## SOURCE PASSAGE
———
Again With No Antibiotics, This Time for UTI

Frequent readers of this blog may have noticed a bit of an anti-antibiotic tendency.  Diverticulitis!  Strep throat!  All manner of upper respiratory symptoms!

How about urinary tract infections?

This German study randomized ambulatory women with urinary tract infection symptoms and positive findings on urine dipstick to either fosfomycin plus placebo tablets for three days, or simply ibuprofen for three days.  Patients were then reassessed after three days, and those with treatment failure were provided an additional course of antibiotics.  “Co-primary” endpoints were antibiotics utilization and the AUC of sums of daily symptom scores.

The results are, like last week’s URI trial, a little mixed.  The authors included 484 patients in their intention-to-treat analysis, and 77% of them ultimately had culture-positive UTIs.  A lot – 69% – of patients randomized to ibuprofen had spontaneous resolution of their symptoms and avoided antibiotic use for their UTI.  However, obviously, those who did not improve spontaneously, and ultimately were given antibiotics, did worse than their fosfomycin counterparts – and the symptom scores clearly favored the antibiotic cohort.  Furthermore, 5 of 241 of patients randomized to ibuprofen advanced to pyelonephritis, and one more patient suffered ulcer-related bleeding due to ibuprofen.

I’m not sure how many women would opt for the trial of ibuprofen as part of a shared decision-making conversation, were practice to be based on this specific trial.  That said, it does raise a bit of an interesting question regarding potential strategies to reduce antibiotic use.  Would a 24- or 48-hour “waiting period” help?  If routine urine cultures weren’t already grossly low-value care, could waiting for those results help triage appropriate use of antibiotics?  Could a different symptom adjunct, such as pyridium, help reduce the difference in symptom scores while awaiting spontaneous resolution?

Regardless, it is is yet again an insight into the general effectiveness of the human body’s natural antibacterial defense mechanisms.  How much of modern medicine is critically important – and how much is simply are mildly harmful minor ameliorations of mostly self-limited disease processes?

“Ibuprofen versus fosfomycin for uncomplicated urinary tract infection in women: randomised controlled trial”
http://www.bmj.com/content/351/bmj.h6544

The Antibiotic Mandatory Waiting Period?

It has become generally accepted within the medical community the vast majority of cases of pediatric otitis media will resolve without antibiotics.  However, the tradition of treating OM with antibiotics is slow to wane, fueled by momentum and parental expectations.  Some success has been achieved with delayed-prescription strategies, where parents are provided with antibiotics, but encouraged to wait a few days and observe for spontaneous improvement.
———
## WORK INSTRUCTION 1
How many patients did the UTI post say were included in the intention-to-treat analysis?
## WORK INSTRUCTION 2
Do these statements agree with the UTI post? (a) Women in the antibiotic arm received fosfomycin along with placebo tablets. (b) About half of the patients randomized to ibuprofen had their symptoms resolve spontaneously. (c) The trial was conducted as a German study. Answer yes or no for each, quoting the deciding words.
The lines that come next are drawn from a separate source.

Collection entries
———
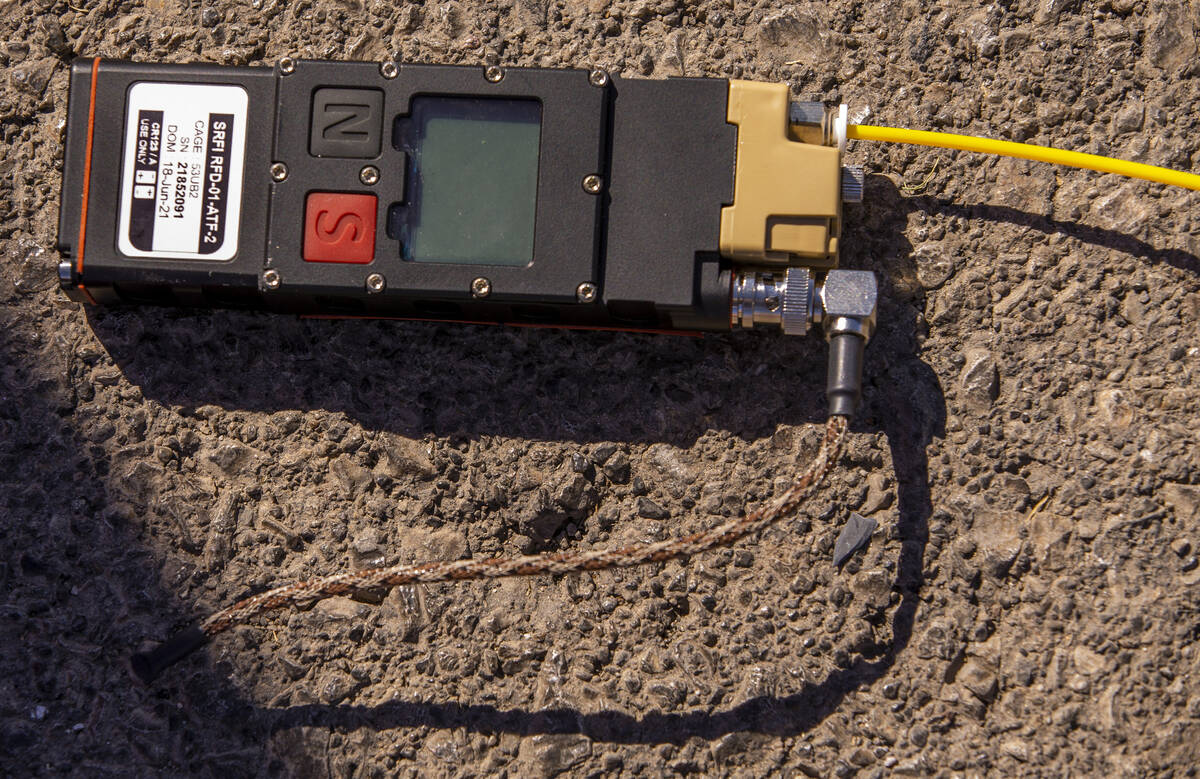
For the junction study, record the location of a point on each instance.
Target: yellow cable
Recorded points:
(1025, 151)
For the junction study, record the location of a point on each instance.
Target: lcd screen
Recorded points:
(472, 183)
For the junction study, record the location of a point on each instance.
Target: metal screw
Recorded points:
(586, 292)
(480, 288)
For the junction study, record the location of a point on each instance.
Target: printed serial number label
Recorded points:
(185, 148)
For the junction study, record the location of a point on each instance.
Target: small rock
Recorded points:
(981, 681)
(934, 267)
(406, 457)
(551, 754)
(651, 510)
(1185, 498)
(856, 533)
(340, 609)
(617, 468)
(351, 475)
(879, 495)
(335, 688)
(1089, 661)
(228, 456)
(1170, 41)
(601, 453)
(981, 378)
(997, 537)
———
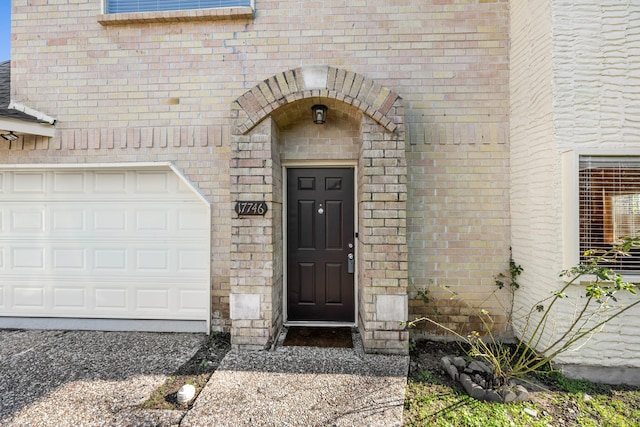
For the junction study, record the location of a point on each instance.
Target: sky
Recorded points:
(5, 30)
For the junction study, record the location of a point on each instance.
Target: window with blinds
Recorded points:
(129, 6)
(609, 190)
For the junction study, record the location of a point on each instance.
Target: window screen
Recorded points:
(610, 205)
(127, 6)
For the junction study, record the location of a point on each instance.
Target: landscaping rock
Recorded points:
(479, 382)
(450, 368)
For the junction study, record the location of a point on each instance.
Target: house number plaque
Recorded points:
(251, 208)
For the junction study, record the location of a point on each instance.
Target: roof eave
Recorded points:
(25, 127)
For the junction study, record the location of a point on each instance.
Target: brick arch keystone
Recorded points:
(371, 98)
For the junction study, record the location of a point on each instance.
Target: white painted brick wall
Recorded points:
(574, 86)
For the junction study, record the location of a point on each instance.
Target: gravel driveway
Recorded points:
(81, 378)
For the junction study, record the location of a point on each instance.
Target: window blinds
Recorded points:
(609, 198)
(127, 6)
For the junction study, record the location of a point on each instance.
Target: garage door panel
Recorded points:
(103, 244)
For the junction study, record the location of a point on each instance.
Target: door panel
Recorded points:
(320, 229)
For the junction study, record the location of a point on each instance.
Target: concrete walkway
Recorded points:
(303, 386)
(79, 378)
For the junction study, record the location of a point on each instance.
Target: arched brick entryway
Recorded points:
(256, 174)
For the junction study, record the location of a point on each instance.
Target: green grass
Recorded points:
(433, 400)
———
## TASK OUTPUT 1
484 patients.

## TASK OUTPUT 2
(a) Yes: "fosfomycin plus placebo tablets for three days"
(b) No: "A lot – 69% – of patients randomized to ibuprofen had spontaneous resolution of their symptoms"
(c) Yes: "This German study randomized ambulatory women"